**Your task**
Return every line below exactly, leaving nothing out.

[[ Records shown, beginning ]]

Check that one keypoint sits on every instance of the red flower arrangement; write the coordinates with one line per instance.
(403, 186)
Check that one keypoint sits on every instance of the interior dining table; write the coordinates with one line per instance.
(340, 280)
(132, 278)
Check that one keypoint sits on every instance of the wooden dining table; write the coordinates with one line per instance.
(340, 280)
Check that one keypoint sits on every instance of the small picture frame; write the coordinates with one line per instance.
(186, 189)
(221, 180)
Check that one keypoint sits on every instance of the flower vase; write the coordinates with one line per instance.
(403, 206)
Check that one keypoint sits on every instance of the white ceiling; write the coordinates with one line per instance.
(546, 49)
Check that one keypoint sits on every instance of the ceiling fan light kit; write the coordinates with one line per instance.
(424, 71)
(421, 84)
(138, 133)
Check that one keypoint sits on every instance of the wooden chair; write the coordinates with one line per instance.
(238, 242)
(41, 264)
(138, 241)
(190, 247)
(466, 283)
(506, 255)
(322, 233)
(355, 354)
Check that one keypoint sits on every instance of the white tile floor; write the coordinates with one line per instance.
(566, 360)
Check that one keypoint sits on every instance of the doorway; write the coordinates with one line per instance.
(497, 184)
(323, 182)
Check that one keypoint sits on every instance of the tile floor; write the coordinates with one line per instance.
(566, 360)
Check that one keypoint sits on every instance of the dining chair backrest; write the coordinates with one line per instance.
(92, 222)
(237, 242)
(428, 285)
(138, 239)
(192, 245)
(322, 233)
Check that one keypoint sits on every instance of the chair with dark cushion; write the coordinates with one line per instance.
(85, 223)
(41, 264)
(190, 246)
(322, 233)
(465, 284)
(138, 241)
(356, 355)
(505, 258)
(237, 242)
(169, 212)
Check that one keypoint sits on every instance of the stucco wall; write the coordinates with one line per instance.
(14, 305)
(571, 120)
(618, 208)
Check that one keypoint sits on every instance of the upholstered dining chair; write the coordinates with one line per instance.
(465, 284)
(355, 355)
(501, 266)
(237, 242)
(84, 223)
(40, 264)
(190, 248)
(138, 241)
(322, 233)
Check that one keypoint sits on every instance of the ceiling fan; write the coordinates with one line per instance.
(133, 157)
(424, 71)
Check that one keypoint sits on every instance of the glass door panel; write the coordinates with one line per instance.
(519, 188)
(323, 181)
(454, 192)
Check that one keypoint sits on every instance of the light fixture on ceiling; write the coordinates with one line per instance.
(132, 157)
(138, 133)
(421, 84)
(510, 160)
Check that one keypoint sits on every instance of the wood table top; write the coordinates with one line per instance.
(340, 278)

[[ Records shown, end ]]

**Answer for the task**
Check that one keypoint sits on every instance of the red flower arrangement; write the coordinates with one line per instance.
(403, 186)
Check that one keypoint sits on every instance of the interior dining table; write the coordinates with one line per instance.
(340, 280)
(132, 278)
Check that one keypoint sits on every instance of the wooden dining table; write the coordinates with one line per instance.
(340, 280)
Check that one keypoint sits on every instance of the small picture frame; write the coordinates with one line per instance.
(186, 189)
(221, 180)
Check that one keypoint sits on every instance of the flower vase; write the coordinates with one line per instance.
(403, 206)
Check that one keypoint sits on every instance of the white ceiling; write the coordinates with one line per instance.
(546, 49)
Check that one keypoint sits on every instance of the ceiling fan light kit; write the coordinates with one line per instance.
(424, 71)
(421, 84)
(138, 133)
Check that one keypoint sits on every instance of the wooden chair; write the coordinates with one line per instance.
(238, 242)
(41, 264)
(138, 241)
(190, 247)
(466, 283)
(506, 255)
(322, 233)
(355, 354)
Check that one keypoint sits on every instance of the white tile floor; write the coordinates with one line per instance.
(566, 360)
Check that one keypoint sits on every instance of the doorway; write the coordinates with one line per instance.
(497, 184)
(323, 182)
Check that one keypoint sits on every instance of the tile floor; write the coordinates with one line per instance.
(566, 360)
Check that one keypoint sits on every instance of the dining chair backrest; write the coordinates with one line per instance.
(92, 222)
(237, 242)
(428, 285)
(138, 239)
(192, 245)
(322, 233)
Check that one keypoint sits on every instance of the chair with dark cushion; write the coordinates with one line per instance.
(85, 223)
(41, 264)
(190, 246)
(322, 233)
(465, 284)
(138, 241)
(356, 355)
(505, 258)
(237, 242)
(169, 212)
Check that one keypoint sits on every instance of the stucco wall; write the coordinates with one line per instance.
(14, 305)
(571, 120)
(618, 208)
Check that one keypoint sits on every instance of the upholstered dining chair; write the coordinates with one line per instance.
(465, 284)
(355, 355)
(501, 266)
(237, 242)
(84, 223)
(40, 264)
(190, 248)
(138, 241)
(322, 233)
Check that one keypoint sits on every instance of the ceiling fan; write the coordinates with one line per instance.
(133, 157)
(424, 71)
Check that one keypoint sits on every instance of the glass door panel; write the coordinates with one line per instance.
(519, 188)
(323, 181)
(454, 192)
Check that one keypoint sits on every instance of the light fixture on ceiling; write the coordinates with one line per instance.
(132, 157)
(138, 133)
(421, 84)
(510, 160)
Check that one keypoint sits on every instance of the wood table top; write the coordinates with one line per instance.
(340, 278)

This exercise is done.